Print verbatim the lines of the entries from the one containing "rough mask: <svg" to the last, inclusive, and no others.

[MATERIAL FOR THIS TASK — start]

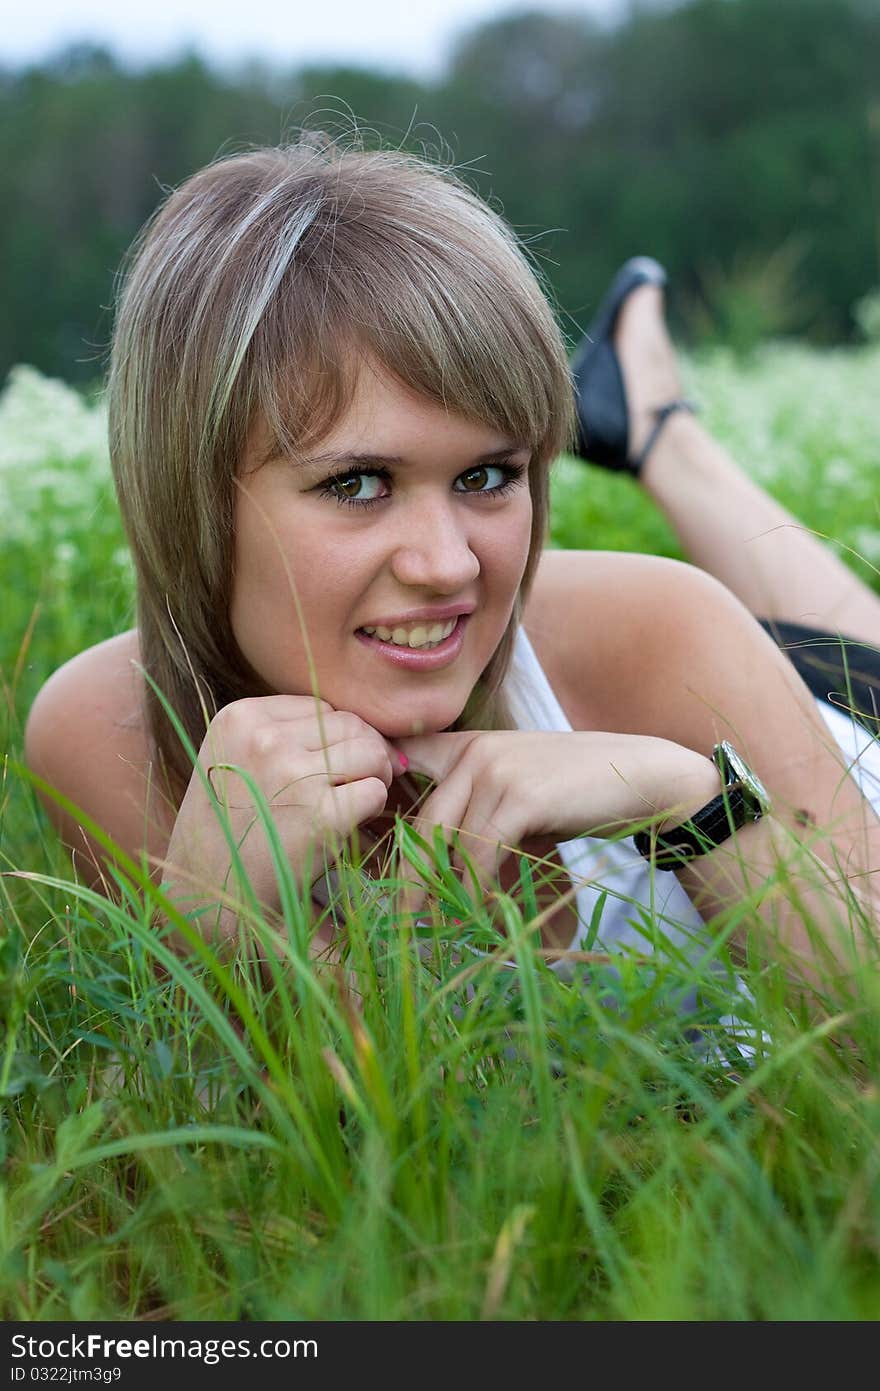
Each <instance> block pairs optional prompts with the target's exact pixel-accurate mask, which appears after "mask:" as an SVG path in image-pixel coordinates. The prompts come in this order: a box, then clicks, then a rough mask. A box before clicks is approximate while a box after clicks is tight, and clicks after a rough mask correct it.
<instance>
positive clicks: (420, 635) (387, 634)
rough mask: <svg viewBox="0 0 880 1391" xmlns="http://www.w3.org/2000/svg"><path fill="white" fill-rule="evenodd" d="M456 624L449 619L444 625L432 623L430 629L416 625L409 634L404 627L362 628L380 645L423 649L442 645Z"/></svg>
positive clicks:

[MATERIAL FOR THIS TASK — finish]

• _EXERCISE ANSWER_
rough mask: <svg viewBox="0 0 880 1391" xmlns="http://www.w3.org/2000/svg"><path fill="white" fill-rule="evenodd" d="M456 624L449 619L444 625L432 623L430 629L416 625L409 634L404 627L362 628L380 645L423 649L442 645Z"/></svg>
positive clicks:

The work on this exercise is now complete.